*INSTRUCTIONS FOR THE TASK*
Would you find each line in the entries below with the string "shoreline" and copy it?

☆ ☆ ☆

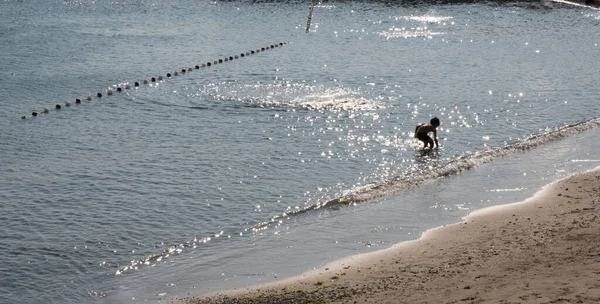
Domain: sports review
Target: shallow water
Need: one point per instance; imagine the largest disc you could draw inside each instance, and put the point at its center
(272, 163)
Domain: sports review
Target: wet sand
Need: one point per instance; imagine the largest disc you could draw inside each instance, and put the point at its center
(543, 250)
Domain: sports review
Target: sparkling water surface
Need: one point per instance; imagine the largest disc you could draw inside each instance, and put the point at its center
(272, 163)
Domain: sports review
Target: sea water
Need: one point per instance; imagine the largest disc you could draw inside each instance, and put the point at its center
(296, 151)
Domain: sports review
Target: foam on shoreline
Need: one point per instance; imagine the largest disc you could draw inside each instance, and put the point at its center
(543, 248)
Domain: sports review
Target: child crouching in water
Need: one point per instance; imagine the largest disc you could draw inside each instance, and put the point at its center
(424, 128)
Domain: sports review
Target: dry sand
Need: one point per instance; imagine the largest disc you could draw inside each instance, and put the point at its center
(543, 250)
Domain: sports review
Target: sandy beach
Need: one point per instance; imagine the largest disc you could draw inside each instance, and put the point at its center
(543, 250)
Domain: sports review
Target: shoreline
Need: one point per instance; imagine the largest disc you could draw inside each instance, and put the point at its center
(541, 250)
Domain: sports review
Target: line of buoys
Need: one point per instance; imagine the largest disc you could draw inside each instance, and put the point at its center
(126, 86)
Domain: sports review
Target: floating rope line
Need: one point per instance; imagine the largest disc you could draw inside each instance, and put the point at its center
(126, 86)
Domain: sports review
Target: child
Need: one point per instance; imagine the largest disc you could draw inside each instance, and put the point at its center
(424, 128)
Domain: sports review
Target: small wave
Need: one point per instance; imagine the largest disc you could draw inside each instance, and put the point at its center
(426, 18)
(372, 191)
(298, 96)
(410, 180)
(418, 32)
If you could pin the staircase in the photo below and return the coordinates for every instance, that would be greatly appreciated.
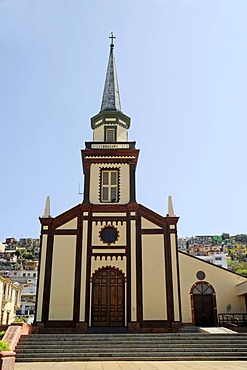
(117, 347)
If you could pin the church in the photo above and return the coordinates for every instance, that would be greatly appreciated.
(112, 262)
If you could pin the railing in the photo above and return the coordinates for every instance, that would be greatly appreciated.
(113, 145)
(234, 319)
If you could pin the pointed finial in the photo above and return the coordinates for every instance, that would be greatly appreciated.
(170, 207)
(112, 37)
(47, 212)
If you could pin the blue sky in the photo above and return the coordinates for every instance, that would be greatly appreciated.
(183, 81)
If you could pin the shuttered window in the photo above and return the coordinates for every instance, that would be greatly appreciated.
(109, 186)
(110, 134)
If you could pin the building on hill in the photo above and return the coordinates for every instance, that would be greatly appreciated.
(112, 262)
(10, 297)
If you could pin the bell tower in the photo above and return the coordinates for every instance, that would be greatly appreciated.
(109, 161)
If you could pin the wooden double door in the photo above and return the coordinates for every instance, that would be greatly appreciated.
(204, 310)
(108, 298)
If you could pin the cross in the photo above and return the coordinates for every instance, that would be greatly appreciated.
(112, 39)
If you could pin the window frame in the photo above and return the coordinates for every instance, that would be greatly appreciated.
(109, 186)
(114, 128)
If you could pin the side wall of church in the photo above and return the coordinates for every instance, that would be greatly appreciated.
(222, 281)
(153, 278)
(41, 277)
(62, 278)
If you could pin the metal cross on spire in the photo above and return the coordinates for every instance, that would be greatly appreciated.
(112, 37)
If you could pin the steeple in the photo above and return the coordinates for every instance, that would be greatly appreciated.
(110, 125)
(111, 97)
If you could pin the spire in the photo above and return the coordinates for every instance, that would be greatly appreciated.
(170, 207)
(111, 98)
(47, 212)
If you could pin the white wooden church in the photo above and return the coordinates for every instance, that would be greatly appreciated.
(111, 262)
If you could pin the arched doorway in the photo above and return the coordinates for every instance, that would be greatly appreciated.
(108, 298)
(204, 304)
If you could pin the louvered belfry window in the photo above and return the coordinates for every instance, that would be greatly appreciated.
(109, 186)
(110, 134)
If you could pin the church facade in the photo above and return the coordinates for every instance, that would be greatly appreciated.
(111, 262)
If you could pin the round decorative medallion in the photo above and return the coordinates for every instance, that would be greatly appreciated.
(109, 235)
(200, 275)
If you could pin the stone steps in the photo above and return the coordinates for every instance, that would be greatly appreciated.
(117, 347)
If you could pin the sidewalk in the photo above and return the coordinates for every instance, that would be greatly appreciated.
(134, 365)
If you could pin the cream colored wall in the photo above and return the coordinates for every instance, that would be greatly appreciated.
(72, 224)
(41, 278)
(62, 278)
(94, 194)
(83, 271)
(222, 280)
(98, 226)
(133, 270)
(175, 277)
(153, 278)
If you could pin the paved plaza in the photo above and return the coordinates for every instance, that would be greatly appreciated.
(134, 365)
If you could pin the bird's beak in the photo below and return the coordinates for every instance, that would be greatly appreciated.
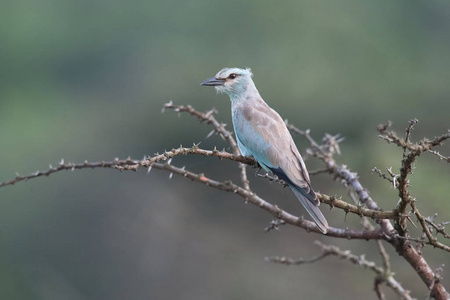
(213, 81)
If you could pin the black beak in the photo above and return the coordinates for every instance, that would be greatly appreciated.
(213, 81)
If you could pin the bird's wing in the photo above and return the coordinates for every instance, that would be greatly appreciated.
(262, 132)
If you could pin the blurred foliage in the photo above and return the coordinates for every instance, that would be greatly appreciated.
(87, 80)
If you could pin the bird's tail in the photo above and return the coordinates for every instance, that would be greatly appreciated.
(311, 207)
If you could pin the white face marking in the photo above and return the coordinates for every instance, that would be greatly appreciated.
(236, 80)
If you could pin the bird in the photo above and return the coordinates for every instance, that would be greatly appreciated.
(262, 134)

☆ ☆ ☆

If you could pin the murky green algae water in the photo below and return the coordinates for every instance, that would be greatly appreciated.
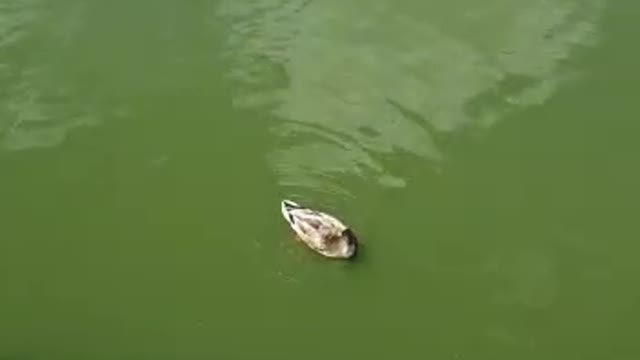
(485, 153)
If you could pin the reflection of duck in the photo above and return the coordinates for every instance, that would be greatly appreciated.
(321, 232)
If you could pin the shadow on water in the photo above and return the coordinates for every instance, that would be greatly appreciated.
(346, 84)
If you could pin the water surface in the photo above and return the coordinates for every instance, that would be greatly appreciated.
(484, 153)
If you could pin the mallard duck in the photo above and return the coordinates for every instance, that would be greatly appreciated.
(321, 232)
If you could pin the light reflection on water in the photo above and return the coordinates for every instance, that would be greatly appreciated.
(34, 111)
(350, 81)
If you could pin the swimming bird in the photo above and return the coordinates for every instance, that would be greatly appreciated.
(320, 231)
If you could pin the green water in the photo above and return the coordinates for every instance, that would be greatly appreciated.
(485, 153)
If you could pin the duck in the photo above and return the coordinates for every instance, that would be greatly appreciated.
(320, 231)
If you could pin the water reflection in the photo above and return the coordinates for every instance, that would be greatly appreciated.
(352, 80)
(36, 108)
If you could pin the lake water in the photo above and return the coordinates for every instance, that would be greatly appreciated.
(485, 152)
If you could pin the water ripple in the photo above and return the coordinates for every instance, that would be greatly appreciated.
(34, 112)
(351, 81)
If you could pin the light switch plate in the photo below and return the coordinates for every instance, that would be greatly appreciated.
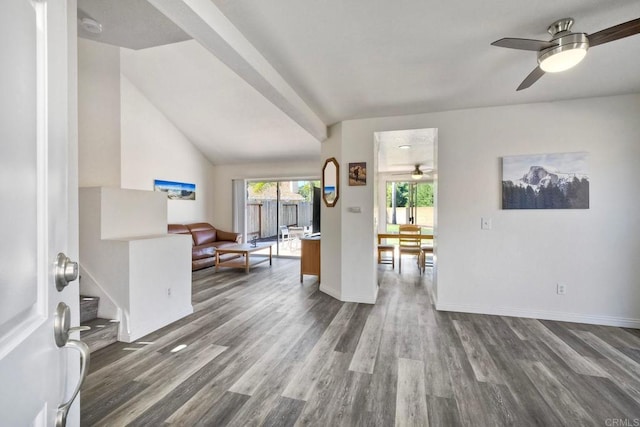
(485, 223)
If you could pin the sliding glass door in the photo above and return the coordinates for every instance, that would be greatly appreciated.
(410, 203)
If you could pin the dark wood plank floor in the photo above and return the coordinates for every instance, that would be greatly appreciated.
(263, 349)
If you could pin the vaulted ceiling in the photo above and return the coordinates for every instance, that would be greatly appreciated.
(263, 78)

☆ ☆ ☆

*WRITTEN RESPONSE*
Target: foam on shoreline
Target: shoreline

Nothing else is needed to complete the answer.